## PROVIDED RECORDS
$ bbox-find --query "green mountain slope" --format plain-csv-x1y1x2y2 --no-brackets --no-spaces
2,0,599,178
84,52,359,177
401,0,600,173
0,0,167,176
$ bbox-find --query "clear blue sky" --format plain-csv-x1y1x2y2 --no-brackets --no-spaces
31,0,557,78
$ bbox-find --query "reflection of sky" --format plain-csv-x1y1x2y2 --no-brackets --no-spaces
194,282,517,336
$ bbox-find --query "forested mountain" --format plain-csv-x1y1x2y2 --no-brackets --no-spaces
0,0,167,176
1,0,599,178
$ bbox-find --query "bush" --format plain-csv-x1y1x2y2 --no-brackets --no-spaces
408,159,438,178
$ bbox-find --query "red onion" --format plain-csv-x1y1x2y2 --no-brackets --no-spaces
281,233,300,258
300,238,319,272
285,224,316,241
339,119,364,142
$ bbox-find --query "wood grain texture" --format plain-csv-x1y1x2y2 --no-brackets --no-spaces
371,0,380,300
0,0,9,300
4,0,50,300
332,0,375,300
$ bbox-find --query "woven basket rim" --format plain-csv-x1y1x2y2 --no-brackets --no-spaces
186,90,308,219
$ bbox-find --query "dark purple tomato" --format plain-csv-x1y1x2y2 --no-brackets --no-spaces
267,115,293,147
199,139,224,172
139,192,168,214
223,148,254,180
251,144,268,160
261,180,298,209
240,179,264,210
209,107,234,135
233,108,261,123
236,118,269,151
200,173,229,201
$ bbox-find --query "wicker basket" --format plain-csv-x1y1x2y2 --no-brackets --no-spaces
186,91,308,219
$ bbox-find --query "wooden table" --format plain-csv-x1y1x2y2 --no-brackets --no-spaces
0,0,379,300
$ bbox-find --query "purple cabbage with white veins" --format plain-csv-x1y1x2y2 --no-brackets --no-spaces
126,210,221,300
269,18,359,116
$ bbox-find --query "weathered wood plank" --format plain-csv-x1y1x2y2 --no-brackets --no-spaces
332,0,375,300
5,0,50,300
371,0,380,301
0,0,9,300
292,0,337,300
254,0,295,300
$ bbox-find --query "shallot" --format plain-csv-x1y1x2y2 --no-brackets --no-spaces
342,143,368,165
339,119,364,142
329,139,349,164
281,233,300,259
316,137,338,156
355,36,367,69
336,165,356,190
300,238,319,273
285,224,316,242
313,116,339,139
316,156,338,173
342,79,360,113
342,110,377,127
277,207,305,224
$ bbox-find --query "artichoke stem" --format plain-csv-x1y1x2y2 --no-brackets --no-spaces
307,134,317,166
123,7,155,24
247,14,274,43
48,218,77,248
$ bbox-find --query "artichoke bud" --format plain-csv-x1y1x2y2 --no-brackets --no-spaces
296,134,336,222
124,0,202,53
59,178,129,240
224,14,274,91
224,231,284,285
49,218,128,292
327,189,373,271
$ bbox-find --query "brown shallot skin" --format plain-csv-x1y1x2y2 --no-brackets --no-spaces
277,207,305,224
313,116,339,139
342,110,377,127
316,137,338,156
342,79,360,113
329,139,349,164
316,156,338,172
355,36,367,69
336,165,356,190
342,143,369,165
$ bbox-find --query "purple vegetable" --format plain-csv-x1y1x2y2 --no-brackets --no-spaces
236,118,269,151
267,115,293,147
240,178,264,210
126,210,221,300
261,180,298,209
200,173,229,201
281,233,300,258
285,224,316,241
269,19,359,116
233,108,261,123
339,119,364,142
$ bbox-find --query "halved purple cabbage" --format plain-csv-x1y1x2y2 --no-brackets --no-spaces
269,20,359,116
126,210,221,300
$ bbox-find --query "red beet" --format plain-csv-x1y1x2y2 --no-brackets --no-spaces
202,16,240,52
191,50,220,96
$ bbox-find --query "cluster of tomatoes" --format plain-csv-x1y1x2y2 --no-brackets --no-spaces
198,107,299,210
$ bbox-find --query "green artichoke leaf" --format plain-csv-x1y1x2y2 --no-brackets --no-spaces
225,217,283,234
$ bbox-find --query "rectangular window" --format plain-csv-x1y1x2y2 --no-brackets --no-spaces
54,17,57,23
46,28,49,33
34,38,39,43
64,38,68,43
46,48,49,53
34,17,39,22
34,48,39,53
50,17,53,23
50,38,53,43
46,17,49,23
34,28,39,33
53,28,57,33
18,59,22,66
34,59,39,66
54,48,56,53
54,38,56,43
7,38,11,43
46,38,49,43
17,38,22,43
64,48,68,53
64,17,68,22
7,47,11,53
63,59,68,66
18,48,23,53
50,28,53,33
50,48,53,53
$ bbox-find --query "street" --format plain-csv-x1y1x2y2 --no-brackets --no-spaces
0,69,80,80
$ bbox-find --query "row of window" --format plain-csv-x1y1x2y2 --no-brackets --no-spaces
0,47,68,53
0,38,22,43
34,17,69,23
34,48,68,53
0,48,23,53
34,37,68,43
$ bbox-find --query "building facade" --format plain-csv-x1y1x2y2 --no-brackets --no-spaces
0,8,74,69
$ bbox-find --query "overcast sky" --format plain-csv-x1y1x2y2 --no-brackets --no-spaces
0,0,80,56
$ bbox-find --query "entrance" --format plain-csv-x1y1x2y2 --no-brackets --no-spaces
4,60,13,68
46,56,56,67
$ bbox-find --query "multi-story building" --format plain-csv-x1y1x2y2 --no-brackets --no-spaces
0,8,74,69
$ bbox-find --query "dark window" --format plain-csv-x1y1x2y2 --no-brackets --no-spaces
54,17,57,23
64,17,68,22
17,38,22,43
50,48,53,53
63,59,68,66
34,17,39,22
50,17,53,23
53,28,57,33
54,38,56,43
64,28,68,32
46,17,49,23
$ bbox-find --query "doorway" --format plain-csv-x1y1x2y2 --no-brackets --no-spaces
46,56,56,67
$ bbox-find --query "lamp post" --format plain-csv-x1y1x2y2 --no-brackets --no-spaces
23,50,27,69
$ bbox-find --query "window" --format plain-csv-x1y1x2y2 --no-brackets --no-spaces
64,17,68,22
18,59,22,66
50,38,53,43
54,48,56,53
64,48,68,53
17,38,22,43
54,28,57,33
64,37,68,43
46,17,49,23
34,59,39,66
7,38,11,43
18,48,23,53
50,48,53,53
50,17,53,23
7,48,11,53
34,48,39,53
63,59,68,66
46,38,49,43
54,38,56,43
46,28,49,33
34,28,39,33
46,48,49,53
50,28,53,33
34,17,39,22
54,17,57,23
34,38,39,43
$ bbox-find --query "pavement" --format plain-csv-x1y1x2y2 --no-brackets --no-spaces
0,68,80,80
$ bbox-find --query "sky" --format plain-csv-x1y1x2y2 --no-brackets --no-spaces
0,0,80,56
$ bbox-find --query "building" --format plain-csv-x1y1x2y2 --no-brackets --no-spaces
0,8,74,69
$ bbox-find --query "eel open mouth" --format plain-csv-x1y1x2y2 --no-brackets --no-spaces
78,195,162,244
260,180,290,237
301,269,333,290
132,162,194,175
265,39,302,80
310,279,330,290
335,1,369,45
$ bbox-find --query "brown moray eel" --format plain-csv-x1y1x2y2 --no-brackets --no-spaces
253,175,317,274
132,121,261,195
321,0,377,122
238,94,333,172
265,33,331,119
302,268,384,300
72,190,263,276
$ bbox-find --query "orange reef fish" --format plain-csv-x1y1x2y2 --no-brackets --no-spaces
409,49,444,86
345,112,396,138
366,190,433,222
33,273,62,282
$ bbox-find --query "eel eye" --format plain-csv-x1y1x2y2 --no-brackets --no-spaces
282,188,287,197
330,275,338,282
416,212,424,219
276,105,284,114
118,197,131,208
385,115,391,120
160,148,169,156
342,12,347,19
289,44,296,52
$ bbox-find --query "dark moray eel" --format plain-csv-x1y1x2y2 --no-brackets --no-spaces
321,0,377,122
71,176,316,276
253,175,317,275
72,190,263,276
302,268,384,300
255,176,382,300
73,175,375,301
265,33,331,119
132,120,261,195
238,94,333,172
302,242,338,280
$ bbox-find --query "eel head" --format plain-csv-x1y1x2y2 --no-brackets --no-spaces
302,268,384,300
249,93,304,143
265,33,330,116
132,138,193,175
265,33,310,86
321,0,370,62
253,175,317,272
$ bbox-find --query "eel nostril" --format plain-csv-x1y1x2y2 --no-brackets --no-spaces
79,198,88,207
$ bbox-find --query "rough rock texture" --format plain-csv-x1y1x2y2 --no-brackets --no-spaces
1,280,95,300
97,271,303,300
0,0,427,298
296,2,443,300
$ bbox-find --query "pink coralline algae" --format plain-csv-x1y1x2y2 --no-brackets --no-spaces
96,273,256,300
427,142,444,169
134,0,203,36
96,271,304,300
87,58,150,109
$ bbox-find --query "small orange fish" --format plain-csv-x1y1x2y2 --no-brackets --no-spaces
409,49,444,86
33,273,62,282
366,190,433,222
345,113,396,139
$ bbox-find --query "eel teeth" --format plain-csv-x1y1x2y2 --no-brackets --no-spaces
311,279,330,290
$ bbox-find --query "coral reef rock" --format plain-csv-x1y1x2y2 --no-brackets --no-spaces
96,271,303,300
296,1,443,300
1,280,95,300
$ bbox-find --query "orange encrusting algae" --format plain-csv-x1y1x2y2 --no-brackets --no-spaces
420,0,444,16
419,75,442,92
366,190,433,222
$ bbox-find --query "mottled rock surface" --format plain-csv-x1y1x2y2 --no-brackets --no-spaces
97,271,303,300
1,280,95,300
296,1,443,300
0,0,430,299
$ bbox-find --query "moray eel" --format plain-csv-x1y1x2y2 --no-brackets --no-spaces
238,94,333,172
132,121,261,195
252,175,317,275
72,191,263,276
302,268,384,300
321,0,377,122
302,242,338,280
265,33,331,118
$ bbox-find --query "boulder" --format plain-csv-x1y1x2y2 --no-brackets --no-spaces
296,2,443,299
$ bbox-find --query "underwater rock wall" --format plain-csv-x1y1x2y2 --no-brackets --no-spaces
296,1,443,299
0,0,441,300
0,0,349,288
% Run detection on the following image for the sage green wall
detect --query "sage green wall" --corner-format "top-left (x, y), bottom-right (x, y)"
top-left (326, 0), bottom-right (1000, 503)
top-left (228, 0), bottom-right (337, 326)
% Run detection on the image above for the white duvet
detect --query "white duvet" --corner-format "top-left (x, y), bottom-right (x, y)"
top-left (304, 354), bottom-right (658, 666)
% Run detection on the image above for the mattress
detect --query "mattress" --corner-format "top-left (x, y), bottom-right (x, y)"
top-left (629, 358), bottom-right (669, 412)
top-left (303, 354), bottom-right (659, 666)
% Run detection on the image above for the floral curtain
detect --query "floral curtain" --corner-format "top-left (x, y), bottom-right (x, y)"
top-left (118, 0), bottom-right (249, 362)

## TASK DESCRIPTION
For each line above that holds the string "image", provide a copy of that line.

## ANSWER TO THE PROBLEM
% Run detection on the following image for the sage green wall
% Run detection on the image above for the white duvet
% Run detection on the image above for the mattress
% Run detection on the image above for the floral curtain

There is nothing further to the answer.